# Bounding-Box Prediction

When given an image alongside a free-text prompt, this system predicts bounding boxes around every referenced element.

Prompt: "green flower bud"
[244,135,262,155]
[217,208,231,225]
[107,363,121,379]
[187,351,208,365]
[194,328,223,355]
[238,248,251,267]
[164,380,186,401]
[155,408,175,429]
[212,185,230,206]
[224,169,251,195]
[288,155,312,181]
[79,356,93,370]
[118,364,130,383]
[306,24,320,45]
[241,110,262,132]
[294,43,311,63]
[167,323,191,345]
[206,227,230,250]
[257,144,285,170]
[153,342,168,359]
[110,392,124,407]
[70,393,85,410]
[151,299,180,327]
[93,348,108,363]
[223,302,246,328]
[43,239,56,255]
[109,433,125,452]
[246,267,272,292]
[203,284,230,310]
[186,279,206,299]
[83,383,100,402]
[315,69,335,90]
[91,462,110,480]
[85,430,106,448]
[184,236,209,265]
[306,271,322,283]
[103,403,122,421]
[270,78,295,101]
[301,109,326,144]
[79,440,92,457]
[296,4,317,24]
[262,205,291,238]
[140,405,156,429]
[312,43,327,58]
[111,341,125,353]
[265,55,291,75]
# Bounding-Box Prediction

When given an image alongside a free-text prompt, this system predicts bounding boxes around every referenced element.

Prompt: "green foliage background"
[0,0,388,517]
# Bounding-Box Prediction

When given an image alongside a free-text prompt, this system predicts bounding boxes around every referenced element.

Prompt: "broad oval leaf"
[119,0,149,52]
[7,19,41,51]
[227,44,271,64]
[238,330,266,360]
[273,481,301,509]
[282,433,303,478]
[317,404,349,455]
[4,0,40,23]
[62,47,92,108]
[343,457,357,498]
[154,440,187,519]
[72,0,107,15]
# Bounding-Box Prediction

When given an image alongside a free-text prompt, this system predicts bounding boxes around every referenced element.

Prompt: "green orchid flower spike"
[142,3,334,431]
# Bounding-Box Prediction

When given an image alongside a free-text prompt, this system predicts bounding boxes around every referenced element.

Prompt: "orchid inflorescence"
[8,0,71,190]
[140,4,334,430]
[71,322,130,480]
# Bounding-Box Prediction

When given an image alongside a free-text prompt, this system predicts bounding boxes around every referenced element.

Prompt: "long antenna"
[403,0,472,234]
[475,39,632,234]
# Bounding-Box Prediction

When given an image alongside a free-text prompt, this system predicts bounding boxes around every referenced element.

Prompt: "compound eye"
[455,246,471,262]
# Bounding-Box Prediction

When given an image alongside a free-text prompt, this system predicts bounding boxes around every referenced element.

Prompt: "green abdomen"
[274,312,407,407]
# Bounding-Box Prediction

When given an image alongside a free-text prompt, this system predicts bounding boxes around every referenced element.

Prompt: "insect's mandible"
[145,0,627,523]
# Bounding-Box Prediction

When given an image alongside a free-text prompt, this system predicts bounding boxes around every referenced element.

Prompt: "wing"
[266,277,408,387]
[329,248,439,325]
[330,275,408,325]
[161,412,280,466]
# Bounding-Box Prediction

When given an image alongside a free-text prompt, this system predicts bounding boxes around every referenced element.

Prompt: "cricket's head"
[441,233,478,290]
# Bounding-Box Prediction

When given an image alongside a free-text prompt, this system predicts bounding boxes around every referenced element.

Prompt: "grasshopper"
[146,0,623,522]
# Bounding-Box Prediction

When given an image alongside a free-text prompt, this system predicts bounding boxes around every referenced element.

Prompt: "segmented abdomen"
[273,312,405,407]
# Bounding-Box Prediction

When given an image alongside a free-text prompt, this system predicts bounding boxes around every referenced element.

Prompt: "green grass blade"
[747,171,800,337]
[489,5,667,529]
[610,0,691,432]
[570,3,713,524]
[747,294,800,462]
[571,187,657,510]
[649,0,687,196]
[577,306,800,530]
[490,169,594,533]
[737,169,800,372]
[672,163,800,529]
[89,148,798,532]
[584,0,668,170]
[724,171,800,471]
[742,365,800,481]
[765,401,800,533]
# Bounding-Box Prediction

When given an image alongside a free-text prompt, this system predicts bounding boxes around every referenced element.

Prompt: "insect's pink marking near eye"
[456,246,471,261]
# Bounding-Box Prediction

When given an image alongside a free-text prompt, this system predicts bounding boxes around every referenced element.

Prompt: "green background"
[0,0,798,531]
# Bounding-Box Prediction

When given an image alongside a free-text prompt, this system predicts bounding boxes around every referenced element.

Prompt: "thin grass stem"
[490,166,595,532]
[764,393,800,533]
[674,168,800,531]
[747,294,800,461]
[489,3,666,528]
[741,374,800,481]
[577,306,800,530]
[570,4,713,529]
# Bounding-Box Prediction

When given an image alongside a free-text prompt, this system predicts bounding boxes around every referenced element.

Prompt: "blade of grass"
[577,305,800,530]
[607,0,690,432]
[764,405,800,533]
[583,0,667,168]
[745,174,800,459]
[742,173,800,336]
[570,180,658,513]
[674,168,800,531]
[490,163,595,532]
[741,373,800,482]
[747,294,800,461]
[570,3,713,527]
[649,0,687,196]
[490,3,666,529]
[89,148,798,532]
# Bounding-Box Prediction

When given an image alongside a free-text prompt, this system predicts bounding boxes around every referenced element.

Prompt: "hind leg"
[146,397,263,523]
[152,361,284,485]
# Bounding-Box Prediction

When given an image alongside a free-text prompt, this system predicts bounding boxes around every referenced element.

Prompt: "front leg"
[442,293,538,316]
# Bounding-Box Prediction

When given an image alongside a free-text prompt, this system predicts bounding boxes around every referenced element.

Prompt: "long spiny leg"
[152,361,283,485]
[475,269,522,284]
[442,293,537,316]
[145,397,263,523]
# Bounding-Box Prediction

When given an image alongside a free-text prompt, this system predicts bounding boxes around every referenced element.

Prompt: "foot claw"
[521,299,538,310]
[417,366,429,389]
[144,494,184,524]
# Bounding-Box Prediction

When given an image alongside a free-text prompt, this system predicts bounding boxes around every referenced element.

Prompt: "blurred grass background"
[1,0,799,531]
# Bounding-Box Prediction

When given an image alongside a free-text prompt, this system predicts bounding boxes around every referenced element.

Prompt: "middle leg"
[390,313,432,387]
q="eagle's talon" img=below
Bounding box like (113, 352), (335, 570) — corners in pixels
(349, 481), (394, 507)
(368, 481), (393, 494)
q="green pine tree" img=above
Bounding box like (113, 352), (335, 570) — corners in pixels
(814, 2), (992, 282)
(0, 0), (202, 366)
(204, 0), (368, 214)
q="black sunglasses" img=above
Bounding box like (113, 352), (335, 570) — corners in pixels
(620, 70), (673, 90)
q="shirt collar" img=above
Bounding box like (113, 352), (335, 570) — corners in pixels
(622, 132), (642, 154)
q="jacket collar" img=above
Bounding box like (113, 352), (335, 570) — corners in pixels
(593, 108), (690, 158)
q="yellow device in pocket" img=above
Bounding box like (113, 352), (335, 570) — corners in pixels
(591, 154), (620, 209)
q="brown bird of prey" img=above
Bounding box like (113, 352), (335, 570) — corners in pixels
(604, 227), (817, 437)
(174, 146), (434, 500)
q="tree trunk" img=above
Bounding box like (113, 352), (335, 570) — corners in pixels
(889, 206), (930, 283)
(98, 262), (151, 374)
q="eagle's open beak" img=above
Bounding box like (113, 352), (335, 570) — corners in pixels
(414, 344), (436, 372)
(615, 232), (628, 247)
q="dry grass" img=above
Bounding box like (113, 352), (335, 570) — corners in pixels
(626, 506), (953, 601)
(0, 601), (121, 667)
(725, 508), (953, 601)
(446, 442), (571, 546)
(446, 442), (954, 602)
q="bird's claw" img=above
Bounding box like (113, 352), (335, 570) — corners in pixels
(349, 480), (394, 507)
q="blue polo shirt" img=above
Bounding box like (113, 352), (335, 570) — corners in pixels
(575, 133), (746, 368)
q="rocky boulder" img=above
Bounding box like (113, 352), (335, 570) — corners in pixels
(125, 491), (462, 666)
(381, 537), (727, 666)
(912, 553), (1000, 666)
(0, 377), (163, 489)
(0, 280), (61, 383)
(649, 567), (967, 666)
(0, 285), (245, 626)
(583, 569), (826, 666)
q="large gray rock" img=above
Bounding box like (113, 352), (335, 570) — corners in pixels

+++

**WORK TO COMPLETE**.
Copy all lines of the records in which the string "bird" can be found.

**EXERCISE SOLUTION**.
q="brown bird of prey" img=above
q="bird's claw" img=above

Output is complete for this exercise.